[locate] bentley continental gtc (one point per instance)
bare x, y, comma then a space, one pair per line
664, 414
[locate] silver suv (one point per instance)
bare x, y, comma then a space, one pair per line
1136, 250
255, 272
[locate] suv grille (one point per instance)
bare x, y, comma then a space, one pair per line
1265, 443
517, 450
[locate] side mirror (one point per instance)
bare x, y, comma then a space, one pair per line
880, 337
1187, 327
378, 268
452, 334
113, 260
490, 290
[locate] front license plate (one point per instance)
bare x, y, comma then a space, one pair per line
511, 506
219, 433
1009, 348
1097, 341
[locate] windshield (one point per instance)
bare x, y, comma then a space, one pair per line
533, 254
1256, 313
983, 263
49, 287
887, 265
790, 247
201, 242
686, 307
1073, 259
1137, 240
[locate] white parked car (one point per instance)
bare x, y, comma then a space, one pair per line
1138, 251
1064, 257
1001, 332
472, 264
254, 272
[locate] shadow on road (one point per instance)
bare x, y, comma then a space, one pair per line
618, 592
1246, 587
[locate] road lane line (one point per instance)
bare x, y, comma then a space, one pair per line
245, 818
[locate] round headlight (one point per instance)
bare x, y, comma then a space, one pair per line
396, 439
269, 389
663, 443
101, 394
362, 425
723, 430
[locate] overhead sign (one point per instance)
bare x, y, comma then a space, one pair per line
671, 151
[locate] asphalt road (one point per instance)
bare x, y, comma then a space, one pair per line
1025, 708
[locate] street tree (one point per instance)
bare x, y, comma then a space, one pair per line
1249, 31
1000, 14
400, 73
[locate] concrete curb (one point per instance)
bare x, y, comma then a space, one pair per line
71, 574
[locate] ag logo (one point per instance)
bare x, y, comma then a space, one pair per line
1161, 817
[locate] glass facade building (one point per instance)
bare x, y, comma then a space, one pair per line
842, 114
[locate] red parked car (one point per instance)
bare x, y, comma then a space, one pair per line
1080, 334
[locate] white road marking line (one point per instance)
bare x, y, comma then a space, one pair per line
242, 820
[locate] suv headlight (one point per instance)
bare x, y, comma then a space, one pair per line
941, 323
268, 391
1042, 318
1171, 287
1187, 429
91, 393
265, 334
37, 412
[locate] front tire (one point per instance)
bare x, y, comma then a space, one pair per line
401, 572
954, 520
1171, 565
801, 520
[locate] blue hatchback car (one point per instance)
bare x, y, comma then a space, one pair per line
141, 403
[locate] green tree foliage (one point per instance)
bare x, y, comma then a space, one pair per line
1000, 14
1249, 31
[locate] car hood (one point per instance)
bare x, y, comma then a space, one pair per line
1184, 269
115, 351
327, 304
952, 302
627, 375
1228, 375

YOUR GOAL:
Give the number of lines in the material above that have the word "headlight" in them, and nothing more.

SOLUTION:
2